Work instruction ▸ Give the records back in full, exactly as they read.
** Excerpted records follows **
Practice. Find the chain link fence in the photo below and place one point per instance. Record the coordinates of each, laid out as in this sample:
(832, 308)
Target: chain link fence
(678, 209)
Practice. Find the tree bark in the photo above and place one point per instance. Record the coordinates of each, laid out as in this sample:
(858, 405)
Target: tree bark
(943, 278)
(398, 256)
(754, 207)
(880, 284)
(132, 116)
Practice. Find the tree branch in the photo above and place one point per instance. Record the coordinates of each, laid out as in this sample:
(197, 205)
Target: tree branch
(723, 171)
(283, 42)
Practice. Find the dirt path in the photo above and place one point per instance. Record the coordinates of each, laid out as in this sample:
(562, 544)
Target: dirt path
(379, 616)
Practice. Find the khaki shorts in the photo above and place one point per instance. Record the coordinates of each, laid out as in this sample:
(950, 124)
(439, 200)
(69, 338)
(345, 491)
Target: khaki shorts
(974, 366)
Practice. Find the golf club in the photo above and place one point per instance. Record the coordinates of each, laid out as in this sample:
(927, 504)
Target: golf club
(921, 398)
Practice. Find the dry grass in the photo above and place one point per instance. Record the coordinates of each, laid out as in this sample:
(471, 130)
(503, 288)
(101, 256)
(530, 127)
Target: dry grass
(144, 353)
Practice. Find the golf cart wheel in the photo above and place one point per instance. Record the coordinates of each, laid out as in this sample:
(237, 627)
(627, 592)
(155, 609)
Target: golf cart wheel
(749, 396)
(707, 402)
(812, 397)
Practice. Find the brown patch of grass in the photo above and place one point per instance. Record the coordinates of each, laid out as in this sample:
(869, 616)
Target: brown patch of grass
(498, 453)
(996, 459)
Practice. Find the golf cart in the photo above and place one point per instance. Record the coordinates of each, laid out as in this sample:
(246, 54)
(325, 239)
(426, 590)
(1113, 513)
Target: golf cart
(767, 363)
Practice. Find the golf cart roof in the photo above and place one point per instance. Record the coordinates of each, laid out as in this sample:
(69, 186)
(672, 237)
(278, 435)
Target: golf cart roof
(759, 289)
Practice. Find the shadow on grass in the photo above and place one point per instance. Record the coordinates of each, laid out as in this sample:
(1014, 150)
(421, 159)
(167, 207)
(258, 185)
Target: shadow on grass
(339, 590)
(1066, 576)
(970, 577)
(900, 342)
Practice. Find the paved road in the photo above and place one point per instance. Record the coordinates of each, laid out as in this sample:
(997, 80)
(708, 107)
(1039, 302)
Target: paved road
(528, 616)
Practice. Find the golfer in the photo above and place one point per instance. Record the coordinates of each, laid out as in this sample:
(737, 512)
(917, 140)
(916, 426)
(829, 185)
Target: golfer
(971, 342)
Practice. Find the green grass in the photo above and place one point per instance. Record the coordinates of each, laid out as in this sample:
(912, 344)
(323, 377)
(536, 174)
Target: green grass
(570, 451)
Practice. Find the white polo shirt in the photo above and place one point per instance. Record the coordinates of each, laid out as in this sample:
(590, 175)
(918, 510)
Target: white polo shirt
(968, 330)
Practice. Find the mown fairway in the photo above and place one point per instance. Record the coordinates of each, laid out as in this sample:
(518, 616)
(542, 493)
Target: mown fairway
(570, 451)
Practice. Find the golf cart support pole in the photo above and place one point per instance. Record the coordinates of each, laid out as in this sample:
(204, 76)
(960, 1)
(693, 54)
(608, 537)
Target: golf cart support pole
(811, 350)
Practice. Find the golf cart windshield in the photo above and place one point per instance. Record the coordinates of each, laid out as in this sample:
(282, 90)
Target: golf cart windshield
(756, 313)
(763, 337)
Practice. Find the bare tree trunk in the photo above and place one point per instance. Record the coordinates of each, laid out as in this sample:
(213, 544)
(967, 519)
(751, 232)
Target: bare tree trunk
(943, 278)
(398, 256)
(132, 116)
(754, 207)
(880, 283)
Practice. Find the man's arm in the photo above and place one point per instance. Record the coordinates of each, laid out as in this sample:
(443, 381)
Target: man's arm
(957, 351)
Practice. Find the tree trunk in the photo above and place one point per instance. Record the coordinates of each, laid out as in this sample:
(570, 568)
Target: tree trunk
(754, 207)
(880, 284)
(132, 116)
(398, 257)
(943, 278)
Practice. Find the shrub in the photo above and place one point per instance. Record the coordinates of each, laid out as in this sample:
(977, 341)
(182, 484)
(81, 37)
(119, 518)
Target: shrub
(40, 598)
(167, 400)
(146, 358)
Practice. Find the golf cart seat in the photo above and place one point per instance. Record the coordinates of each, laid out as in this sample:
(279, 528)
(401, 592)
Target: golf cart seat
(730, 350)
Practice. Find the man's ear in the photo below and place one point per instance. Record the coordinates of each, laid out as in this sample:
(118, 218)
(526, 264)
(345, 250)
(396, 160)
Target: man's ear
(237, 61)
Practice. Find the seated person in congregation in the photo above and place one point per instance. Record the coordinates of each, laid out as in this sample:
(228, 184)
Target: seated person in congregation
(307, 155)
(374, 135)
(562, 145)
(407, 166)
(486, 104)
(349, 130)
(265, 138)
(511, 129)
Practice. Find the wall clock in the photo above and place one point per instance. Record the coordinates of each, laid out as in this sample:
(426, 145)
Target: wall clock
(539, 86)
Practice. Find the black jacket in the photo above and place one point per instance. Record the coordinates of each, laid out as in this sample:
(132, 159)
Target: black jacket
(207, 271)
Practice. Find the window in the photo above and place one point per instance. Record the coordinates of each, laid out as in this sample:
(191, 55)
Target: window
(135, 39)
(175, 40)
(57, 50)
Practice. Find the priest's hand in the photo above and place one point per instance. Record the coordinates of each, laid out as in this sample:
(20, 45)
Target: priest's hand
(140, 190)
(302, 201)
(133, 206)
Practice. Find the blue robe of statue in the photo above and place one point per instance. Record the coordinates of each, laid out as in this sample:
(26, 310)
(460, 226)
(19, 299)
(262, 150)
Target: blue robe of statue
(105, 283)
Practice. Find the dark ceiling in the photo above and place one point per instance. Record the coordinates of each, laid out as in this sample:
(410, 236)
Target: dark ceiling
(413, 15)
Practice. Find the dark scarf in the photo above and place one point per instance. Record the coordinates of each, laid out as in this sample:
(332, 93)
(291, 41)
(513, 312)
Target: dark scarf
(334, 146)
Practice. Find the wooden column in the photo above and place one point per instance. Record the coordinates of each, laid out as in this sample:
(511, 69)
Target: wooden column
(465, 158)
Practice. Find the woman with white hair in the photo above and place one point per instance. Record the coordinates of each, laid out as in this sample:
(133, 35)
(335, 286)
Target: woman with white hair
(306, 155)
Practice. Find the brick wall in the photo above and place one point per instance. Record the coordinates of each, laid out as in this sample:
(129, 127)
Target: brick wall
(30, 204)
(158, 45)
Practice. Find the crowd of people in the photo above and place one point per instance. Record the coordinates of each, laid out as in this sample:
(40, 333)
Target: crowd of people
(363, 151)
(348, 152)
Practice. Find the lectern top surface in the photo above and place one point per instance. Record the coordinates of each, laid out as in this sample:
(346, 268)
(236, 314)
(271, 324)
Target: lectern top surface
** End of Excerpted records **
Written reply ▸
Practice. Find the chain link fence in the photo below and place one point per instance. Record the coordinates of each, laid out as in this sample:
(832, 308)
Target: chain link fence
(678, 209)
Practice. Find the tree bark in the photo above and place one point per instance. Record the coordinates of each, laid out as in this sample:
(858, 405)
Target: tree bark
(943, 278)
(398, 256)
(754, 207)
(880, 284)
(132, 116)
Practice. Find the tree branch in the photo above and place one point per instance. Record the coordinates of each, laid out as in this sample:
(197, 205)
Target: tree branch
(723, 171)
(283, 42)
Practice. Find the dirt path in the photo above and place one point per instance. Record the coordinates of each, laid out as in this sample:
(562, 544)
Target: dirt path
(379, 616)
Practice. Find the khaki shorts in the photo above and place one point per instance. Record the coordinates of each, laid out as in this sample:
(950, 124)
(439, 200)
(69, 338)
(345, 491)
Target: khaki shorts
(974, 366)
Practice. Find the golf club in the photo above and place one point per instance. Record the coordinates of each, laid out as in this sample:
(927, 504)
Target: golf club
(921, 398)
Practice. Find the dry grass in the photo above and place one point per instance. Record the coordinates of each, laid out as in this sample:
(471, 130)
(503, 288)
(101, 256)
(530, 127)
Target: dry grass
(144, 353)
Practice. Find the golf cart wheel in the photo above and place one point per instance. Record the coordinates of each, laid out as in this sample:
(237, 627)
(627, 592)
(155, 609)
Target: golf cart wheel
(749, 396)
(707, 402)
(812, 397)
Practice. Find the brown patch of grass in the photo above and place one point per instance. Record the coordinates of each, laid out as in this sample:
(869, 616)
Target: brown patch of grass
(498, 453)
(996, 459)
Practice. Find the golf cart in the photo above and place one point per instance. Record the coordinates of each, laid out as in this sample:
(246, 54)
(325, 239)
(426, 590)
(1113, 513)
Target: golf cart
(767, 363)
Practice. Find the golf cart roof in the photo above and place one point per instance. Record the coordinates of each, laid out as in this sample:
(69, 186)
(672, 237)
(278, 435)
Target: golf cart roof
(759, 289)
Practice. Find the shadow on grass in the photo above and place one point per instance. Record the coordinates of each, laid out as in this sample:
(1014, 150)
(421, 159)
(167, 207)
(258, 185)
Target: shadow on grass
(339, 590)
(1066, 576)
(970, 577)
(900, 342)
Practice. Find the paved road in the photo above and place one point per instance. Record the coordinates of each, laid out as in this sample:
(997, 80)
(708, 107)
(1039, 302)
Target: paved road
(528, 616)
Practice. Find the golfer in the photo above and place one point per instance. Record the coordinates of each, laid out as in this sample:
(737, 512)
(917, 140)
(916, 426)
(829, 185)
Target: golfer
(971, 342)
Practice. Find the green grass in the photo above and place one point per instance. Record the coordinates of each, laid out as in this sample:
(912, 344)
(323, 377)
(536, 174)
Target: green grass
(570, 451)
Practice. Find the white polo shirt in the photo above and place one point per instance. Record the coordinates of each, laid out as in this sample:
(590, 175)
(918, 510)
Target: white polo shirt
(968, 330)
Practice. Find the mown fairway in the photo above and place one point per instance. Record the coordinates of each, laid out as in this sample:
(518, 616)
(542, 493)
Target: mown fairway
(570, 451)
Practice. Find the golf cart support pole in the photo above and place one point per instance. Record the coordinates of each, laid out as in this sample:
(204, 76)
(960, 1)
(693, 54)
(608, 537)
Target: golf cart support pole
(811, 350)
Practice. Find the golf cart windshield in the photo above and place one point per instance. Record the coordinates of each, laid out as in this sample:
(282, 90)
Target: golf cart windshield
(756, 313)
(763, 337)
Practice. Find the bare tree trunk in the photo above and place one point per instance. Record the coordinates of each, laid out as in this sample:
(213, 544)
(967, 519)
(751, 232)
Target: bare tree trunk
(943, 278)
(398, 256)
(132, 116)
(754, 207)
(880, 283)
Practice. Find the man's arm in the photo above and place one point per instance. Record the coordinates of each, laid out as in this sample:
(443, 381)
Target: man's arm
(957, 351)
Practice. Find the tree trunk in the photo above and place one point per instance. Record the coordinates of each, laid out as in this sample:
(570, 568)
Target: tree trunk
(754, 207)
(880, 284)
(132, 116)
(398, 257)
(943, 278)
Practice. Find the shrub in the photo above and place one point per instance. Record the coordinates of each, laid out as in this sample:
(977, 341)
(182, 484)
(81, 37)
(119, 518)
Target: shrub
(40, 598)
(167, 400)
(146, 358)
Practice. Find the golf cart seat in the photo above and place one point per instance. Record the coordinates of each, laid out as in this sample:
(279, 528)
(401, 592)
Target: golf cart seat
(730, 350)
Practice. Find the man's ear in the photo below and place one point per instance. Record the coordinates of each, laid out as in this sample:
(118, 218)
(526, 264)
(345, 250)
(396, 160)
Target: man's ear
(237, 61)
Practice. Find the seated person in congregation in the photo above and place one point per instance. Record the coordinates of each, laid out as in this sample:
(228, 184)
Target: seated person in congregation
(307, 155)
(374, 135)
(562, 145)
(407, 166)
(486, 104)
(349, 130)
(265, 138)
(511, 129)
Practice. Find the wall clock in the photo above and place one point per instance. Record the coordinates of each, laid out as in this sample:
(426, 145)
Target: wall clock
(539, 86)
Practice. Find the black jacket in the photo above and place one point per instance. Record the coordinates of each, laid out as in this sample:
(132, 159)
Target: black jacket
(207, 271)
Practice. Find the window in the photo above and place one point per instance. Record the coordinates of each, laid out as in this sample:
(191, 55)
Target: window
(135, 39)
(175, 40)
(57, 50)
Practice. Find the priest's hand in the photo above and place one point per instance. Record the coordinates of each, laid out as in this sample:
(20, 45)
Target: priest's hand
(140, 190)
(302, 201)
(133, 206)
Practice. Find the blue robe of statue in the photo above and place one point per instance. Record the coordinates of each, laid out as in this sample:
(26, 310)
(460, 226)
(19, 299)
(262, 150)
Target: blue robe of statue
(105, 283)
Practice. Find the dark ceiling in the photo above and place one point per instance. Record the coordinates of each, laid out as in this sample:
(410, 236)
Target: dark ceiling
(413, 15)
Practice. Find the dark scarf in the photo above and place one point per instance. Record the coordinates of each, laid out as in this sample:
(332, 93)
(291, 41)
(513, 312)
Target: dark scarf
(334, 146)
Practice. Find the wooden column in the photo above and place one point per instance. Record the coordinates of each, laid out as in this sample:
(511, 69)
Target: wooden column
(465, 158)
Practice. Find the woman with white hair in the photo above and place one point per instance. Record the coordinates of each, laid out as in this sample:
(133, 35)
(335, 286)
Target: woman with white hair
(306, 155)
Practice. Find the brick wall in the photo above and place one point per instance. Record the coordinates of each, laid out as in this sample:
(129, 127)
Target: brick wall
(30, 204)
(158, 45)
Practice. Find the crowd of people in the photo above and place one point per instance. Record the coordinates of each, laid out as in this sample:
(40, 333)
Target: crowd of people
(363, 151)
(348, 152)
Practice. Find the lectern top surface in the photo above and place one point per instance. Record the coordinates of each, laid out as in this sample:
(346, 268)
(236, 314)
(271, 324)
Target: lectern top surface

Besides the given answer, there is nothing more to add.